What follows is a set of records, each of which is to be written out exactly.

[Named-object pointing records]
^^^^
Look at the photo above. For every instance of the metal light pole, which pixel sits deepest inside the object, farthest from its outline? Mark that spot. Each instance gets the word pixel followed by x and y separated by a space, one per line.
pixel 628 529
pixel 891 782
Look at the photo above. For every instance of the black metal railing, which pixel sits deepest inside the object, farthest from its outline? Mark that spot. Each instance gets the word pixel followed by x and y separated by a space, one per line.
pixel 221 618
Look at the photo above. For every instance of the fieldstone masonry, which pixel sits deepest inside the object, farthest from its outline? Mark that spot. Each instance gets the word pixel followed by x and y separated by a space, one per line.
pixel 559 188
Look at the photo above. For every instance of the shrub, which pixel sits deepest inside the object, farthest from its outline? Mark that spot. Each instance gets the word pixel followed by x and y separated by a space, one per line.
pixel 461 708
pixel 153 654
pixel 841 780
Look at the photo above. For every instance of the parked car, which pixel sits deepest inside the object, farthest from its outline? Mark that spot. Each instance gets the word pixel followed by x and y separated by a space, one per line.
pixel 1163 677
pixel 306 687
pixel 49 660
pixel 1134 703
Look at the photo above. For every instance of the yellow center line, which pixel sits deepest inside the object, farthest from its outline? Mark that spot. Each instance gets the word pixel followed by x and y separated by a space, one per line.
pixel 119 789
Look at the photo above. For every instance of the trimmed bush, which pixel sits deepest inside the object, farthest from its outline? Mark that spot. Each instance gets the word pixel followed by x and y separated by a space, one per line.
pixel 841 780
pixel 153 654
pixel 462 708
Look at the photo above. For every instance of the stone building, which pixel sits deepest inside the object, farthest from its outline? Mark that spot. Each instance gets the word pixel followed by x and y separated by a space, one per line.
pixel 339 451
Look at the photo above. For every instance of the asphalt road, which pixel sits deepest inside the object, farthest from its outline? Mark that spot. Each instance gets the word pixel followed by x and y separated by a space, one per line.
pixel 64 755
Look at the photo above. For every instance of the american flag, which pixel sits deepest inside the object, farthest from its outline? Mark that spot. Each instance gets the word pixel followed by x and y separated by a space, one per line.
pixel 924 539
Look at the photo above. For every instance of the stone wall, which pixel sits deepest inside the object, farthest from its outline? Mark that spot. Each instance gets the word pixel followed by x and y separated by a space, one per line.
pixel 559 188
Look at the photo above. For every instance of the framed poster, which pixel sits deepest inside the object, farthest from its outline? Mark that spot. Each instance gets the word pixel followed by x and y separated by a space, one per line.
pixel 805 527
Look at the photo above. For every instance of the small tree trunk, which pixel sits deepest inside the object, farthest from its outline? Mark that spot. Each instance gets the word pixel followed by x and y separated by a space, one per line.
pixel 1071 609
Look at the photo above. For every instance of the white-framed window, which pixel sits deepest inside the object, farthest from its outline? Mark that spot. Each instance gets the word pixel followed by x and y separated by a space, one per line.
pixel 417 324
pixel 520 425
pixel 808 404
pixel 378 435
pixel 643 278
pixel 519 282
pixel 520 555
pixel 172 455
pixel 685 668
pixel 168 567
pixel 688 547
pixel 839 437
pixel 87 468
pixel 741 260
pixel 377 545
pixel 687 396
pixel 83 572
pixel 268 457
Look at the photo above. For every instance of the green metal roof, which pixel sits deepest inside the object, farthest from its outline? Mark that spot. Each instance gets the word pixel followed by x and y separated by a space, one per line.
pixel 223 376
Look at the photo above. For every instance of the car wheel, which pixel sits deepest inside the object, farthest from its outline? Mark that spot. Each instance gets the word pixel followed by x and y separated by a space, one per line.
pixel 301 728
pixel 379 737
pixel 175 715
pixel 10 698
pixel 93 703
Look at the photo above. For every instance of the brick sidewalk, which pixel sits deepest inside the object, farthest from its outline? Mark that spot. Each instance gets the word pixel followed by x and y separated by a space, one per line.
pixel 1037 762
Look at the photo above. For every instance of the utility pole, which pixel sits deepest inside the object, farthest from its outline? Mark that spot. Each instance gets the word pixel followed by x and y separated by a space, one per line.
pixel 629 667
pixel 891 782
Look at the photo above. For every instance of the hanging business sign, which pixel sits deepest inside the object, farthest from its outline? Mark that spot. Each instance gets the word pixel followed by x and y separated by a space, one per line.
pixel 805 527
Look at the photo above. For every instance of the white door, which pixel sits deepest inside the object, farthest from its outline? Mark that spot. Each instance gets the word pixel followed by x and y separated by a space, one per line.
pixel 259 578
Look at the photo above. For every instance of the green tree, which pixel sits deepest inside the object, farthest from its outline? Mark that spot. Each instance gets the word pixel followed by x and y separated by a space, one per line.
^^^^
* _SOLUTION TO THE EXERCISE_
Look at the photo above. For every instance of the metal light pole, which pixel sits deepest inside the object, farthest from its outline? Mark that spot. Each instance gets the word pixel followed by x and y separated by a space, one per line.
pixel 628 529
pixel 891 782
Look at the photo above. For every instance of the black metal railing, which pixel sits deepest inside the object, farthest from its outline? Mark that spot. Each instance gets the word pixel followed by x and y separated by a space, one per line.
pixel 221 618
Look at the photo above. For every instance of the fieldstone masonry, which pixel sits deepest inside the object, farthest from its outline? Mark that spot. Each instance gets the word pixel followed by x and y separated by a space, one per line.
pixel 559 188
Look at the photo above. For every instance of the shrub, which pixel sits deepest inside the object, farthest from its outline? Mark that spot. Each instance gets the word pixel followed by x and y separated by a space, one per line.
pixel 461 708
pixel 153 654
pixel 841 780
Look at the photo above. For every instance of the parked car, which pixel sits deepest inside the object, farthest from its outline? Mark that spot. Each instance gets the word pixel followed by x and y separated by a space, one per line.
pixel 1163 677
pixel 306 687
pixel 49 660
pixel 1134 703
Look at the photo above. For every instance of the yellow center line, which pixel sits deepest inside the object, farthest from its outline? Mark that spot. Each instance gets the word pixel followed by x and y separated by a space, one per line.
pixel 119 789
Look at the photo above. For every instance of the trimmed bush, which pixel sits deepest inside the object, farthest from its outline? Mark that spot. Each instance gets the word pixel followed by x and y separated by a space, one per line.
pixel 841 780
pixel 153 654
pixel 462 708
Look at the photo above. For every instance of the stone building, which pixel sits deepest inside the object, farthest from its outline? Mark that spot. Each instance gets the word pixel followed by x and y separated by a space, one per line.
pixel 339 451
Look at the photo above. For every instance of the asphalt road, which pixel sits deepest inside the object, farthest from its outline? Mark that spot. Each instance gets the word pixel followed by x and y separated by a space, one per line.
pixel 64 755
Look at the photo above. For every instance of the american flag, which pixel sits deepest inside the object, farthest from its outline? Mark that spot. Each instance gets the word pixel followed by x and y separated by a space, one per line.
pixel 924 539
Look at the photo above. For every instance of the stone wall, which pixel sits deepest inside the object, farthest from its outline? Mark that spot. Each instance gets the word pixel followed by x and y separated by a space, one per line.
pixel 559 188
Look at the photo above. For every instance of the framed poster, which pixel sits deepest inside the object, farthest from its outline? Mark that spot. Each instance gets the word pixel followed by x and y separated by a space, one per line.
pixel 805 527
Look at the photo above. For every instance of the small tree trunk, which pixel sits deepest inside the object, farthest from its outline? Mark that spot. Each instance gets the word pixel followed by x and y separated by a space, one per line.
pixel 1071 609
Look at the photo above. For every instance of the white-framed window, which pixel sits deepest inside the object, farthest from its outline? Mark that spot. Each instance gets the word pixel followed by x and y separated by a space, one per line.
pixel 417 324
pixel 520 425
pixel 808 404
pixel 378 435
pixel 643 278
pixel 519 282
pixel 520 555
pixel 172 455
pixel 685 668
pixel 168 567
pixel 688 547
pixel 839 437
pixel 87 468
pixel 741 260
pixel 377 545
pixel 687 396
pixel 83 572
pixel 268 457
Look at the photo above. For every instance of the green metal roof, which pixel sits deepest inside the object, farthest from its outline? Mark that spot. Each instance gets the word pixel followed by x and y separated by a space, one per line.
pixel 223 376
Look at the photo above. For every instance of the car wheel, which pixel sits deepest inside the object, farthest from its outline? Mark that spot. Each instance gets the word pixel followed by x and y separated by a space, one per line.
pixel 301 728
pixel 379 737
pixel 175 715
pixel 10 698
pixel 93 703
Look at the photo above. For every instance of the brick sidewalk, which pixel sits deepest inside the object, farthest from its outline? Mark that spot. Each instance gets the word pixel followed by x and y separated by a space, one per line.
pixel 1037 762
Look at the photo above. For every instance of the utility pole, which pixel sits deepest inside the object, farthest from its outline? Mark that spot. Each instance gets the word pixel followed by x and y separated by a space, one per line.
pixel 629 667
pixel 891 782
Look at the photo above. For every instance of the hanging business sign, which pixel sits deepest inside the object, farthest from its outline? Mark that spot. Each instance gets the word pixel followed by x and y separated by a space, one per line.
pixel 805 527
Look at the photo above. For every instance of the white door, which pixel sits deepest inside the object, farthest from its outline? Mark that spot. Each instance gets the word pixel followed by x and y separated by a space, one per line.
pixel 259 578
Look at the photo above. For every instance of the green tree, which pixel sits deepest inside the object, farthest from its outline? Mark that spot. Each instance gets the word pixel followed by x and y separated by a space, one per line.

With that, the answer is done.